===== Material provided =====

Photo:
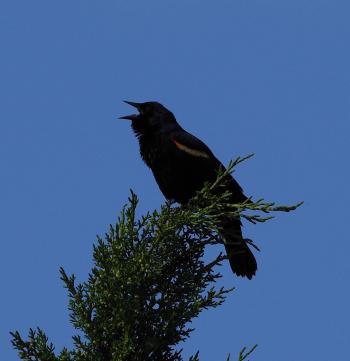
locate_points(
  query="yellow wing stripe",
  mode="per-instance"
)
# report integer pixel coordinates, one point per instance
(195, 152)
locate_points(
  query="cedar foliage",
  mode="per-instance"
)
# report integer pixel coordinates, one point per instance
(148, 282)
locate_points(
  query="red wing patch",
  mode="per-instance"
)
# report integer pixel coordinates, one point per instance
(195, 152)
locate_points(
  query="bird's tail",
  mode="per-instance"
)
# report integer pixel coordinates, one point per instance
(241, 258)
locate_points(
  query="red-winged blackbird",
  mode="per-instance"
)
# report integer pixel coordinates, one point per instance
(181, 164)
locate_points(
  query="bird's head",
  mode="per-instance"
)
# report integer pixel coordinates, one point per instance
(152, 117)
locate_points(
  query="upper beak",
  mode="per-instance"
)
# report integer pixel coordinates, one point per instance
(132, 116)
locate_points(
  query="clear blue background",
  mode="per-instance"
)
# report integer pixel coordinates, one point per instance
(270, 77)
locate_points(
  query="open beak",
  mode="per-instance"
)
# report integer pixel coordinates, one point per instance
(132, 116)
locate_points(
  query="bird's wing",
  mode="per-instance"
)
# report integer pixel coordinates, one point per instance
(189, 144)
(194, 147)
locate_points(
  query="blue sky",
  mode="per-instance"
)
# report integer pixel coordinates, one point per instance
(270, 77)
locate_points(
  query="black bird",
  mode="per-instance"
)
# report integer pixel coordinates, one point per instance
(181, 164)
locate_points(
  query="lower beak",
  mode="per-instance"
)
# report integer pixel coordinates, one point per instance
(131, 116)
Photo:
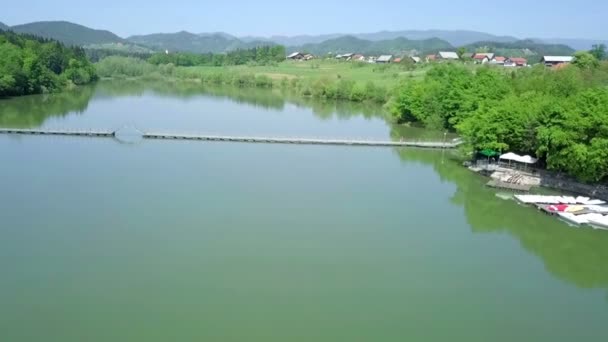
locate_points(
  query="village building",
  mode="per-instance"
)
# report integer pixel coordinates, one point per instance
(498, 60)
(431, 58)
(556, 60)
(384, 59)
(296, 56)
(447, 56)
(345, 56)
(358, 58)
(481, 58)
(515, 62)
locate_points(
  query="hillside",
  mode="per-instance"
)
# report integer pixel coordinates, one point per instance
(68, 33)
(196, 43)
(522, 48)
(455, 38)
(351, 44)
(577, 44)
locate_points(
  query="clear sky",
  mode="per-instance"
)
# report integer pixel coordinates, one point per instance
(537, 18)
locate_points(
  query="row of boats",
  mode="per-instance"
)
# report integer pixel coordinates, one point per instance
(574, 210)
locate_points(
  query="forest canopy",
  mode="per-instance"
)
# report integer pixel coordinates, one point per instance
(33, 65)
(559, 115)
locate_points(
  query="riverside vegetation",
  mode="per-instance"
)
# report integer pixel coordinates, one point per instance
(32, 65)
(559, 115)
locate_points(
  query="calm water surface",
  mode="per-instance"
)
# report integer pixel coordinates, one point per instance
(193, 241)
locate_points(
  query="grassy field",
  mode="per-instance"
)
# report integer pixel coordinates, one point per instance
(383, 75)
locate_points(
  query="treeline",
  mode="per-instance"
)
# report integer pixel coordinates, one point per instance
(323, 88)
(559, 115)
(32, 65)
(259, 55)
(96, 55)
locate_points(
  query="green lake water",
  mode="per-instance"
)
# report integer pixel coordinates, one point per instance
(194, 241)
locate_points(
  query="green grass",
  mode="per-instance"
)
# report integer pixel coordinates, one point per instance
(383, 75)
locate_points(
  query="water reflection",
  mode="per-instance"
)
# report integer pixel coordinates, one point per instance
(576, 255)
(579, 256)
(32, 111)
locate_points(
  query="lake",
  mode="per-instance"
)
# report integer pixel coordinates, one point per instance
(198, 241)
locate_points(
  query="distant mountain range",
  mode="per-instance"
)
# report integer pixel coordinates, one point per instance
(396, 46)
(379, 42)
(68, 33)
(530, 49)
(455, 38)
(197, 43)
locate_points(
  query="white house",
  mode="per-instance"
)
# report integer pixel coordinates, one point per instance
(448, 56)
(555, 60)
(384, 59)
(296, 55)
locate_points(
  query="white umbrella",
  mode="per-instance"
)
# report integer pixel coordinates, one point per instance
(511, 156)
(528, 160)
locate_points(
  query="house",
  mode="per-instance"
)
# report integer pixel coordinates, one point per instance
(345, 56)
(555, 60)
(490, 55)
(296, 56)
(384, 59)
(358, 58)
(447, 56)
(515, 62)
(481, 58)
(498, 60)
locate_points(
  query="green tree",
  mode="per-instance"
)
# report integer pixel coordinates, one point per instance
(585, 60)
(598, 51)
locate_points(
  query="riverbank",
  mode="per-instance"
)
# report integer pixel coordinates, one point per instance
(357, 82)
(541, 178)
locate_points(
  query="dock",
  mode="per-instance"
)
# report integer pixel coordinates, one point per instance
(508, 186)
(229, 138)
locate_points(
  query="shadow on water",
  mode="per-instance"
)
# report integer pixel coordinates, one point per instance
(579, 256)
(576, 255)
(32, 111)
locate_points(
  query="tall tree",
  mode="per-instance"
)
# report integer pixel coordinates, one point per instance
(598, 51)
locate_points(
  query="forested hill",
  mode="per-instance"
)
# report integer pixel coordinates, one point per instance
(351, 44)
(196, 43)
(522, 48)
(32, 65)
(68, 33)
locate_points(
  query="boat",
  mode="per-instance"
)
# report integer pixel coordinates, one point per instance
(572, 219)
(599, 222)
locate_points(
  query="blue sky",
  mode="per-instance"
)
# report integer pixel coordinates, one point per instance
(540, 18)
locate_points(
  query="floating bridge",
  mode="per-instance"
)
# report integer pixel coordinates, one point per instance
(229, 138)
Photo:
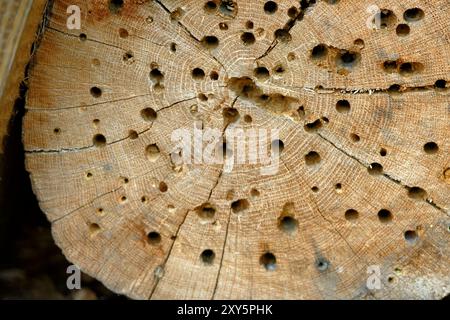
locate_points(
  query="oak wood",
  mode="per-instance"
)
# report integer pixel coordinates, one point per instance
(105, 198)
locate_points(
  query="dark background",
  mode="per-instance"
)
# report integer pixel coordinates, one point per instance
(31, 265)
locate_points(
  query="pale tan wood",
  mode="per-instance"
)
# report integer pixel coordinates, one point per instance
(103, 202)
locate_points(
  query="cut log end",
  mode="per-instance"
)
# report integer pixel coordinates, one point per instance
(246, 149)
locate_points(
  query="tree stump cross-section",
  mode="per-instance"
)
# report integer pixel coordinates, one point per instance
(359, 205)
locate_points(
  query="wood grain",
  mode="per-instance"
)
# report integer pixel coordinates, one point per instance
(363, 176)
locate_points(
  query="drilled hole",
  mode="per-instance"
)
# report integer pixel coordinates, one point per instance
(230, 115)
(123, 33)
(394, 88)
(214, 76)
(385, 216)
(115, 6)
(228, 8)
(240, 205)
(269, 261)
(414, 14)
(210, 7)
(355, 138)
(359, 43)
(202, 97)
(351, 214)
(440, 84)
(417, 193)
(403, 30)
(206, 211)
(149, 114)
(319, 51)
(283, 35)
(261, 73)
(128, 57)
(248, 38)
(255, 193)
(163, 187)
(390, 66)
(288, 224)
(386, 19)
(94, 229)
(312, 158)
(313, 126)
(411, 236)
(153, 238)
(152, 152)
(375, 169)
(292, 12)
(99, 140)
(409, 68)
(431, 148)
(156, 76)
(343, 106)
(322, 264)
(347, 58)
(210, 42)
(198, 74)
(207, 256)
(277, 146)
(270, 7)
(133, 135)
(223, 26)
(96, 92)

=====

### Directive:
Please transcribe the material above exactly as written. Leave the pictures out.

### Exercise output:
Photo:
locate_points(
  query="yellow wing stripe",
  mode="per-instance"
)
# report integer pixel coordinates, one point per instance
(195, 152)
locate_points(
  query="cedar foliage",
  mode="per-instance"
)
# report integer pixel coordinates, one point per instance
(148, 282)
locate_points(
  query="red wing patch",
  mode="per-instance"
)
# report integer pixel coordinates, one point per instance
(195, 152)
locate_points(
  query="bird's tail",
  mode="per-instance"
)
# report integer pixel coordinates, one point per instance
(241, 258)
locate_points(
  query="red-winged blackbird",
  mode="per-instance"
)
# report integer pixel coordinates, one point per instance
(181, 164)
locate_points(
  query="bird's head",
  mode="per-instance"
)
# report integer pixel coordinates, one point per instance
(152, 117)
locate_points(
  query="upper beak",
  mode="per-instance"
)
# report integer pixel coordinates, one point per instance
(132, 116)
locate_points(
  query="clear blue background",
  mode="per-instance"
)
# report integer pixel coordinates, one point per instance
(270, 77)
locate_points(
  query="open beak",
  mode="per-instance"
)
# report integer pixel coordinates, one point per instance
(132, 116)
locate_points(
  query="bird's wing",
  mode="per-instance"
)
# report integer pixel coordinates, one point per instance
(189, 144)
(194, 147)
locate_points(
  query="blue sky",
  mode="per-instance"
)
# report integer pixel coordinates, one point per instance
(270, 77)
locate_points(
  query="black bird",
  mode="per-instance"
)
# report integer pixel coordinates, one point per instance
(181, 164)
locate_points(
  query="lower beak",
  mode="per-instance"
)
# report integer pixel coordinates, one point per instance
(131, 116)
Photo:
locate_points(
  query="village building",
  mode="per-instance"
)
# report integer pixel coordinates, one point per instance
(498, 60)
(431, 58)
(556, 60)
(384, 59)
(296, 56)
(447, 56)
(345, 56)
(358, 58)
(481, 58)
(515, 62)
locate_points(
  query="hillside",
  mode="per-instance"
)
# report integer pixel coordinates, one point per instance
(68, 33)
(196, 43)
(522, 48)
(455, 38)
(351, 44)
(577, 44)
locate_points(
  query="clear sky",
  mode="per-instance"
)
# report integer pixel coordinates, one point per instance
(537, 18)
locate_points(
  query="row of boats",
  mode="per-instance"
)
# report integer pixel coordinates, one point per instance
(574, 210)
locate_points(
  query="forest canopy",
  mode="per-instance"
)
# report integer pixel coordinates, one point per instance
(33, 65)
(559, 115)
locate_points(
  query="riverside vegetation",
  mode="per-instance"
)
# report integer pixel coordinates, one point per instance
(32, 65)
(559, 115)
locate_points(
  query="calm water surface",
  mode="per-instance"
)
# report integer pixel coordinates, one point per instance
(193, 241)
locate_points(
  query="grassy field",
  mode="per-instance"
)
# report integer pixel coordinates, one point per instance
(383, 75)
locate_points(
  query="treeline",
  mode="per-instance"
)
# report integer pixel coordinates, one point per instance
(323, 88)
(559, 115)
(32, 65)
(259, 55)
(96, 55)
locate_points(
  query="green lake water",
  mode="per-instance"
)
# report integer pixel coordinates, one point per instance
(194, 241)
locate_points(
  query="green grass",
  mode="per-instance"
)
# report integer pixel coordinates, one point per instance
(383, 75)
locate_points(
  query="water reflection",
  mode="per-instance"
)
# report integer pixel coordinates, one point per instance
(576, 255)
(579, 256)
(32, 111)
locate_points(
  query="lake",
  mode="per-instance"
)
# report integer pixel coordinates, one point per instance
(198, 241)
locate_points(
  query="distant mountain range",
  mode="per-instance"
)
# report integer pixel coordinates, one point per instance
(396, 46)
(379, 42)
(68, 33)
(530, 49)
(455, 38)
(197, 43)
locate_points(
  query="white house",
  mode="per-instance"
)
# report integer pixel coordinates, one point per instance
(448, 56)
(555, 60)
(384, 59)
(296, 55)
locate_points(
  query="white umbrella",
  mode="per-instance"
)
# report integer pixel coordinates, one point per instance
(511, 156)
(528, 160)
locate_points(
  query="house",
  mode="per-instance"
)
# report integer pixel coordinates, one point per instance
(345, 56)
(555, 60)
(490, 55)
(296, 56)
(384, 59)
(358, 58)
(447, 56)
(515, 62)
(481, 58)
(498, 60)
locate_points(
  query="green tree",
  mode="per-instance"
)
# report integer pixel coordinates, one point per instance
(585, 60)
(598, 51)
locate_points(
  query="riverbank",
  mode="per-instance"
)
# report integer pixel coordinates, one point per instance
(357, 82)
(541, 178)
locate_points(
  query="dock",
  mode="per-instance"
)
# report integer pixel coordinates, one point per instance
(508, 186)
(229, 138)
locate_points(
  query="shadow on water",
  mode="per-instance"
)
# report integer pixel coordinates, one point per instance
(579, 256)
(576, 255)
(32, 111)
locate_points(
  query="tall tree",
  mode="per-instance"
)
# report integer pixel coordinates, one point per instance
(598, 51)
locate_points(
  query="forested hill",
  mode="per-instance"
)
# report integer pixel coordinates, one point per instance
(351, 44)
(196, 43)
(522, 48)
(32, 65)
(68, 33)
locate_points(
  query="boat",
  mode="per-instance"
)
# report integer pixel coordinates, one point per instance
(572, 219)
(599, 222)
locate_points(
  query="blue sky",
  mode="per-instance"
)
# report integer pixel coordinates, one point per instance
(540, 18)
locate_points(
  query="floating bridge",
  mode="per-instance"
)
# report integer pixel coordinates, one point per instance
(229, 138)
Photo:
locate_points(
  query="oak wood",
  mode="per-instance"
)
# report integer pixel coordinates, one point per instance
(105, 198)
locate_points(
  query="dark background",
  mode="per-instance"
)
# report integer pixel coordinates, one point per instance
(31, 265)
locate_points(
  query="pale tan wood",
  mode="per-instance"
)
# report integer pixel coordinates, one point per instance
(103, 202)
locate_points(
  query="cut log end",
  mode="per-instance"
)
# report integer pixel coordinates, one point per instance
(246, 149)
locate_points(
  query="tree stump cross-section",
  mode="per-instance"
)
# report integer pixel coordinates, one point per instance
(359, 205)
locate_points(
  query="wood grain",
  mode="per-instance"
)
# report integer pixel coordinates, one point per instance
(363, 176)
locate_points(
  query="drilled hole",
  mode="per-instance"
)
# report integer pixel coordinates, one point per instance
(230, 115)
(123, 33)
(394, 88)
(214, 76)
(385, 216)
(115, 6)
(228, 8)
(240, 205)
(269, 261)
(414, 14)
(210, 7)
(355, 138)
(359, 43)
(202, 97)
(351, 214)
(440, 84)
(417, 193)
(403, 30)
(206, 211)
(149, 114)
(319, 51)
(283, 35)
(261, 73)
(128, 57)
(248, 38)
(255, 193)
(163, 187)
(390, 66)
(288, 224)
(386, 19)
(94, 229)
(312, 158)
(313, 126)
(411, 236)
(153, 238)
(152, 152)
(375, 169)
(292, 12)
(99, 140)
(409, 68)
(431, 148)
(156, 76)
(343, 106)
(322, 264)
(347, 58)
(210, 42)
(198, 74)
(207, 256)
(277, 146)
(270, 7)
(133, 135)
(223, 26)
(96, 92)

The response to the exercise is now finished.